[Task inputs]

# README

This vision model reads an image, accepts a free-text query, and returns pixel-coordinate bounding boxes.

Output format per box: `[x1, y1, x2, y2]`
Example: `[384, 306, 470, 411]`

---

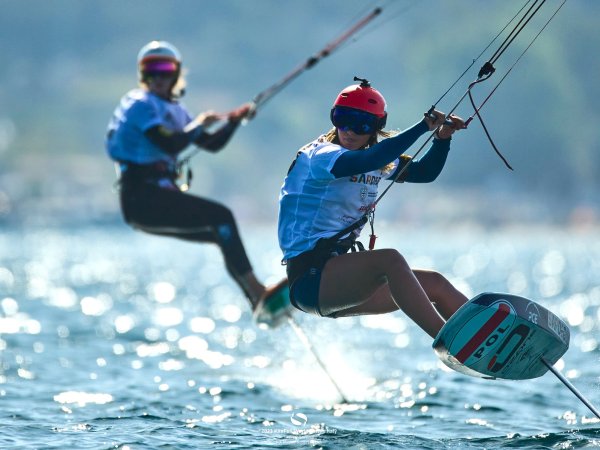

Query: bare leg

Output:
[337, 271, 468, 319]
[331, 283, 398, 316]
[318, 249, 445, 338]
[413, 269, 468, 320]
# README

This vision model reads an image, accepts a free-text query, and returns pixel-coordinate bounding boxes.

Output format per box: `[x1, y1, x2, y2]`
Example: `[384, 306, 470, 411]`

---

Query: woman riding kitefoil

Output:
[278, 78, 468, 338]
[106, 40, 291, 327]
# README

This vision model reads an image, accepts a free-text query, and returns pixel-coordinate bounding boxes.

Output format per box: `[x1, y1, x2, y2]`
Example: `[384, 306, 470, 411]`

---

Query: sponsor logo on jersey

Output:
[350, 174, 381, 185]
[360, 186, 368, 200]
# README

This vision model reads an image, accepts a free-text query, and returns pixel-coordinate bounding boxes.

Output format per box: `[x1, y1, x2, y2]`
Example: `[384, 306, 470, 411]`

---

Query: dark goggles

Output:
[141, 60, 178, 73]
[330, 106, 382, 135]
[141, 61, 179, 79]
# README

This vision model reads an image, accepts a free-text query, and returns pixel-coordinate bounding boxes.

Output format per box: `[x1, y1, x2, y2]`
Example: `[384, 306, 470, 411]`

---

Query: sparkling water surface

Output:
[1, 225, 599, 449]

[/Task inputs]

**Task description**
When you print the records above, keep them exact and leave out the pictures.

**Written answer**
# README

This vision model reads an image, accepts a free-text query, and returns pixel-coordinate bounding boxes.

Output format per box: `[x1, y1, x2, y2]`
Example: `[384, 306, 470, 411]`

---


Query: bare leg

Output:
[337, 271, 468, 319]
[331, 283, 398, 316]
[318, 249, 445, 338]
[413, 269, 468, 320]
# README

This vision model reads an image, accepts a free-text query, and returns pixel-coordinate bounding boxes.

Output format per box: `[x1, y1, x2, y2]`
Example: `[384, 306, 470, 411]`

---

Query: woman riding kitefoil

Output:
[278, 78, 468, 338]
[106, 40, 291, 327]
# README

This vision model reads an image, accepts a free-text query, and returns pixel-coordinate bounding boxes.

Output format per box: `[x1, y1, x2, y2]`
Example: `[384, 306, 470, 411]`

---

Query: sponsor logo on jersey

Output:
[350, 174, 381, 185]
[360, 186, 368, 200]
# README

This vision model reads an image, accepts a free-text query, and returns pixel-coordinate bounding boxes.

Output format per box: `[x1, y1, x2, y2]`
Example: `[384, 306, 470, 411]`

---

Query: dark goggles

Output:
[141, 60, 178, 73]
[330, 106, 382, 135]
[141, 61, 179, 79]
# README

This vision model reads an image, accepts a free-text query, and returns pixel-coordinate bounding boxes.

Output format per box: `[x1, y1, x2, y2]`
Example: `[384, 306, 470, 411]`

---

Query: sparkling water surface

Output:
[1, 225, 599, 449]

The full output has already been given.